## Exercise set:
#1 According to the article on Gulf data centers, what share of data between Europe and Asia travels through cables under the Red Sea?
#2 In the article on Gulf data centers, turn the paragraph beginning "The operation of a reliable data center" into a short list that keeps its main facts.
#3 Print everything in the article on Gulf data centers from "Despite the redundancy" down to "costs even higher.", word for word.

## Extract:
════════════════════

However, the optimism surrounding AI development in the Gulf has been dramatically altered by a series of drone strikes. Jessie Moritz, a senior lecturer in political economy at the ANU, asserts that the region is no longer secure for building such infrastructure. “No country wants to put its data centers in an unstable environment,” she explains. The strikes are part of Iran’s strategy of “asymmetrical warfare,” targeting civilian infrastructure across the Gulf states to increase the conflict’s cost for its adversaries.
Already, the price of oil is rising, key shipping routes are at a standstill, and air travel is in disarray. Now, data centers have become strategic targets as well.
Big Tech Added to Iran’s List of Targets
The US Secretary of War, Pete Hegseth, has been vocal about the US military’s shift towards becoming “AI-first,” emphasizing the need to “unleash experimentation” and “eliminate bureaucratic barriers.” The military’s use of AI to identify targets has made big tech firms, including Amazon, targets in the conflict with Iran. Iran’s Revolutionary Guard justified one of last week’s strikes on Amazon data centers by citing their military use. On Thursday, this dynamic intensified as Iran’s Revolutionary Guard published a list of “new targets,” including data centers and offices for several US-based tech companies.
A spokesperson for a state-affiliated media agency stated that, since the US had struck a bank branch in Tehran, these technology assets were now legitimate targets for retaliatory strikes.
War Raises Costs, Risks for Data Centers
The operation of a reliable data center is costly, even under normal circumstances, due to their significant consumption of water and electricity, the need for highly trained workers, and the necessity of securing them against cyber attacks. These costs escalate dramatically in a conflict zone. “Protecting it against missiles, drones, blast effects, shrapnel, fire, water damage, and cascading utility failures is another order of difficulty,” says Kristian Alexander, lead researcher at the Rabdan Security & Defence Institute in Abu Dhabi.
These strikes could drive up insurance premiums and make it harder to attract engineering talent, as Sam Winter-Levy, a fellow at the Carnegie Endowment for International Peace, noted on Bloomberg TV. Data centers are notoriously difficult to conceal due to their massive structures and distinctive heat signatures visible in satellite imagery. Fortifying the largest data centers against these new threats could cost “low hundreds of millions of dollars” per facility, estimates Dr. Alexander.
Despite the redundancy built into these systems, the two centers hit in the UAE went down simultaneously, causing severe outages in Dubai and Abu Dhabi, affecting services such as banking, taxi, and food delivery apps. This kind of coordinated attack reveals the vulnerability of these systems, raising risks and costs even higher.
“If data centers become increasingly targeted in war,” says Zachary Kallenborn, a PhD researcher at King’s College London, “it is reasonable to expect tech companies to weigh that risk in deciding where they build future centers.”
The Internet’s Arteries Could Be Vulnerable
The Middle East’s major waterways are lined with a vast network of undersea cables. Damage to these cables could cause massive disruptions to global interconnectivity, as over 90 percent of data between Europe and Asia travels through cables under the Red Sea. Alternative technologies, like satellites, can handle only a fraction of this data.
These cables are densely located in strategic areas, such as the Bab al-Mandab Strait, off Yemen’s southeast coast, a site of several attacks by Iranian and Houthi forces. Experts warn that repairing undersea cables in conflict zones would be perilous. Recent Iranian drone strikes on oil tankers in the Strait of Hormuz highlight the vulnerability of these cables, which connect several Gulf nations to the world.
The landing stations where these cables come ashore, such as in Fujairah, UAE, are also potential targets. Dr. Alexander notes, “Onshore infrastructure is a concern because landing stations are vulnerable to even unsophisticated sabotage.” When three cables in the Red Sea were damaged in 2024, the incident, reportedly collateral damage from a missile hitting a cargo vessel, caused disruptions felt as far away as the UK, South Africa, and China.
Whether targeting data centers, undersea cables, or other digital infrastructure, disruptions in the Middle East can have widespread consequences. Dr. Kallenborn’s discussions with US officials revealed that “infrastructure protection policy is very nationally focused” and often does not extend to foreign infrastructure, even when critical to national interests. He remains hopeful, however, as officials begin to recognize the “real, unaddressed problem” and consider what policies, programs, and regulations can best mitigate these risks.

════════════════════

## Dataset content:
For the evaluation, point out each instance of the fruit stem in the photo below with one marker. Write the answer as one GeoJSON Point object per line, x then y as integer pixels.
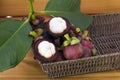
{"type": "Point", "coordinates": [31, 7]}
{"type": "Point", "coordinates": [33, 34]}
{"type": "Point", "coordinates": [67, 37]}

════════════════════

## Answer list:
#1 Over 90 percent.

#2
- Running a reliable data center is costly even in normal times because of heavy water and electricity use, the need for highly trained workers, and the need to secure it against cyber attacks.
- These costs rise dramatically in a conflict zone.
- Kristian Alexander of the Rabdan Security & Defence Institute in Abu Dhabi says that protecting a data center against missiles, drones, blast effects, shrapnel, fire, water damage, and cascading utility failures is "another order of difficulty."

#3
Despite the redundancy built into these systems, the two centers hit in the UAE went down simultaneously, causing severe outages in Dubai and Abu Dhabi, affecting services such as banking, taxi, and food delivery apps. This kind of coordinated attack reveals the vulnerability of these systems, raising risks and costs even higher.